◆ **YOUR TASK**: Word for word, return the lines from the start of the entries below through the line that has "Target: tall metal pole".

• • • • • • •

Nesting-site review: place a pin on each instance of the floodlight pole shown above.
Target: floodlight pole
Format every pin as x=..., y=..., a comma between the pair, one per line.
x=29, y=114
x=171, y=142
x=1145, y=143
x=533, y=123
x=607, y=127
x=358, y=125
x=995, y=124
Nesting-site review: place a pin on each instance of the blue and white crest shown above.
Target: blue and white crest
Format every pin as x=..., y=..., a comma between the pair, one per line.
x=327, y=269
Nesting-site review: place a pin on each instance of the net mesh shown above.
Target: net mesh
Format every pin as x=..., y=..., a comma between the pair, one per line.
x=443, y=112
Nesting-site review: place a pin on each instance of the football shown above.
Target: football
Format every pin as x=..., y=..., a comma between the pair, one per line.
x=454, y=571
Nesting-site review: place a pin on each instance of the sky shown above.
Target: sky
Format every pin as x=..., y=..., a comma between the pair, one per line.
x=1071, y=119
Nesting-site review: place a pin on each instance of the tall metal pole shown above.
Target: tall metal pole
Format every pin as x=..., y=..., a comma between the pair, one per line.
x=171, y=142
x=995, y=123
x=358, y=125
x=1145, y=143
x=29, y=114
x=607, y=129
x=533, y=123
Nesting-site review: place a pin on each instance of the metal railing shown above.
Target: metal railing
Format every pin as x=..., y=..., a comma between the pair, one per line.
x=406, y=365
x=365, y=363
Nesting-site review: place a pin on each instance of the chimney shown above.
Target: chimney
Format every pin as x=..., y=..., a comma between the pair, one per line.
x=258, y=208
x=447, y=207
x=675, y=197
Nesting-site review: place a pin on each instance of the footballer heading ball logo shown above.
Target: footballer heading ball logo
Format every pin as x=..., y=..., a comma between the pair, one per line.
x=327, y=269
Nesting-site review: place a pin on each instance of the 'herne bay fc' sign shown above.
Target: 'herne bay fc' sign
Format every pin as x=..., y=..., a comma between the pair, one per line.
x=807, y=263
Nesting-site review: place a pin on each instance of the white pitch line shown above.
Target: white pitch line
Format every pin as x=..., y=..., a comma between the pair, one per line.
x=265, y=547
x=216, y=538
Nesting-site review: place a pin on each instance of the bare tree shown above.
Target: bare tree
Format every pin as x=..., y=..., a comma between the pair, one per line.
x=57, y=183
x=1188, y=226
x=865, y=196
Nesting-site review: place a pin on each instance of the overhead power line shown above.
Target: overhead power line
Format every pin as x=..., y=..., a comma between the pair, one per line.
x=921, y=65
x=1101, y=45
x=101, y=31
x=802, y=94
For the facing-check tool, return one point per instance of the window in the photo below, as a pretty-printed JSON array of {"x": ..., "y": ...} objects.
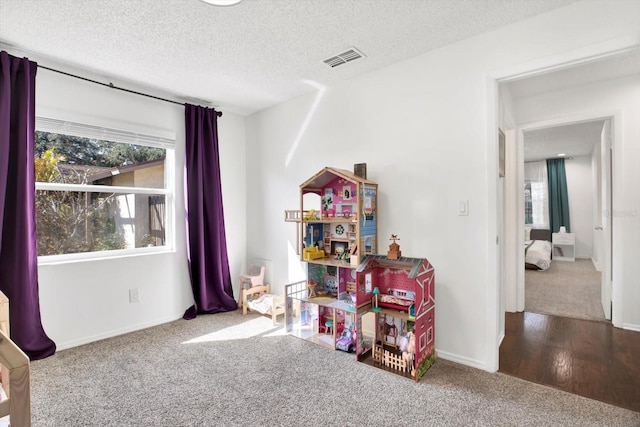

• • • • • • •

◆ **FINISHED TASK**:
Nesting-site review: place a pin on each instance of the floodlight pole shown above.
Target: floodlight pole
Format every pin as x=..., y=..., a comma between the pair, one per line.
x=29, y=114
x=171, y=142
x=1145, y=143
x=533, y=123
x=607, y=127
x=358, y=125
x=995, y=124
Nesting-site review: place a pin on each instance of the blue and white crest shown above.
Target: blue and white crest
Format every pin as x=..., y=..., a comma between the pair, one per line.
x=327, y=269
Nesting-site review: place a pin on each instance of the net mesh shown above.
Target: net mesh
Format every pin as x=..., y=..., a comma between the pair, one per line.
x=443, y=112
Nesting-site review: place a pin on each instance of the football shown above.
Target: football
Format every pin as x=..., y=..., a comma between the pair, one per line.
x=454, y=571
Nesting-site review: place a pin on each instance of the sky shown above.
Target: sky
Format every pin as x=..., y=..., a comma between the pair, one per line.
x=1071, y=119
Nesting-site review: place a pin on each instance of the tall metal pole shown above.
Target: tall metal pole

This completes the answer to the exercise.